### SHORT EXERCISE 1
In the Chaplin commentary below, set down the passage starting at "This is all" and ending at "in his shadow.", word for word.

As promising as this line may be — or not — the movie has other plans. Charlie is given Easy Street as his beat, which means he’ll rapidly be running into Big Eric. The film has set Eric up as a genuine figure of terror, which is a whole new thing for Chaplin to play with. The hobos in THE TRAMP and the “gypsies” in THE VAGABOND were early attempts at setting the Little Fellow up against vicious characters who don’t know they’re in a slapstick comedy and don’t expect to play by those rules, but this is more intense, because Chaplin has taken the trouble to show Eric being savagely effective against someone other than Edna.

Now we have SUSPENSE — “He’s behind you!” — dramatic irony/poignancy — Eric has been set up as a menace and nothing about Charlie suggests he’ll be able to cope with his hulking opponent. It’s great. Fear is such a useful component in comedy. My mother never liked Chaplin particularly but anything that injects terror into comedy gets her SCREAMING at the TV.

Eric has just played his own game of peekaboo, causing the entire degenerate population of Easy Street to vanish whenever he whirls to face them, so he has been set up as not only a man who can tear the pants off policemen, but one who can terrorise a score of people with a mere look.

This is all impressive because it’s both funny and dramatic, and the dramatic parts — the fear and poignancy — enhance the comic, and vice versa probably.

Chaplin’s slow approach from extreme long shot stresses his tininess compared with Eric. Standing parallel, they’re eye to eye only because of the tall sidewalk, and when Eric steps up onto it, dwarfing Charlie, it’s a little like the big guy emerging, inch by inch, from the sidewalk loading bay in CITY LIGHTS, until Charlie’s bravado vanishes in his shadow.

### SHORT EXERCISE 2
From the entries below, extract the lines starting at the one containing "point_to(query) locates a point on each instance of the orange" and ending at the one containing "(1221, 651)", both included, and reproduce them unchanged.

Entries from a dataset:
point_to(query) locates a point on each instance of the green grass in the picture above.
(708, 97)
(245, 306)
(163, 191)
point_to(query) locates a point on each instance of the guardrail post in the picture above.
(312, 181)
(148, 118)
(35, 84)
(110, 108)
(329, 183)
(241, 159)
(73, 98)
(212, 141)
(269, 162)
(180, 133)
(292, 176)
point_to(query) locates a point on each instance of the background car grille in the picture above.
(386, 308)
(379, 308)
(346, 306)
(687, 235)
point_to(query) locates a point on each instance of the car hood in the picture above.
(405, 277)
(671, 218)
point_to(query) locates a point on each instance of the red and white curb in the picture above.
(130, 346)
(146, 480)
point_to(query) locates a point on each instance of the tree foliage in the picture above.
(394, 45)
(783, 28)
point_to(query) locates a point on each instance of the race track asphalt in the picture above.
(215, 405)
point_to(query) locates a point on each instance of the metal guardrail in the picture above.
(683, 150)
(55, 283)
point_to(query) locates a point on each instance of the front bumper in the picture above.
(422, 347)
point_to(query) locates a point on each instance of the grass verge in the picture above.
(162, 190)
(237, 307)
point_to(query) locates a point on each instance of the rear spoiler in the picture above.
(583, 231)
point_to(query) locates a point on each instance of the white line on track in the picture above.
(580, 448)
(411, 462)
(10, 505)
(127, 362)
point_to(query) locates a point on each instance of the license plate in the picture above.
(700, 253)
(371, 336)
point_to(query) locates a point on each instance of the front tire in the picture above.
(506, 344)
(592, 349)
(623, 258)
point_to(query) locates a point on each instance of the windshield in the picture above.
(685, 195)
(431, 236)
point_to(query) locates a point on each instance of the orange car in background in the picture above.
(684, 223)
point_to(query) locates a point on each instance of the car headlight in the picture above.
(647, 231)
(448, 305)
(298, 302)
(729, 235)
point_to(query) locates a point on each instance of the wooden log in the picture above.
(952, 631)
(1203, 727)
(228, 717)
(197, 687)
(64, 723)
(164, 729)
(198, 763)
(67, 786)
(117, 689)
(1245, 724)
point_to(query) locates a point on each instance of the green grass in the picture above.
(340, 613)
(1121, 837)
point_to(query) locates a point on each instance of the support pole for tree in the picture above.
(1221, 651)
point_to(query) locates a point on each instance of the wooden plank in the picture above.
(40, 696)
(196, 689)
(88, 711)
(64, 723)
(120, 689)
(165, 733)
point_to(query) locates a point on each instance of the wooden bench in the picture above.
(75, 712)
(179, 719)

### WRITTEN RESPONSE 1
This is all impressive because it’s both funny and dramatic, and the dramatic parts — the fear and poignancy — enhance the comic, and vice versa probably.

Chaplin’s slow approach from extreme long shot stresses his tininess compared with Eric. Standing parallel, they’re eye to eye only because of the tall sidewalk, and when Eric steps up onto it, dwarfing Charlie, it’s a little like the big guy emerging, inch by inch, from the sidewalk loading bay in CITY LIGHTS, until Charlie’s bravado vanishes in his shadow.

### WRITTEN RESPONSE 2
point_to(query) locates a point on each instance of the orange car in background in the picture above.
(684, 223)
point_to(query) locates a point on each instance of the car headlight in the picture above.
(647, 231)
(448, 305)
(298, 302)
(729, 235)
point_to(query) locates a point on each instance of the wooden log in the picture above.
(952, 631)
(1203, 727)
(228, 717)
(197, 687)
(64, 723)
(164, 729)
(198, 763)
(67, 786)
(117, 689)
(1245, 724)
point_to(query) locates a point on each instance of the green grass in the picture above.
(340, 613)
(1121, 837)
point_to(query) locates a point on each instance of the support pole for tree in the picture above.
(1221, 651)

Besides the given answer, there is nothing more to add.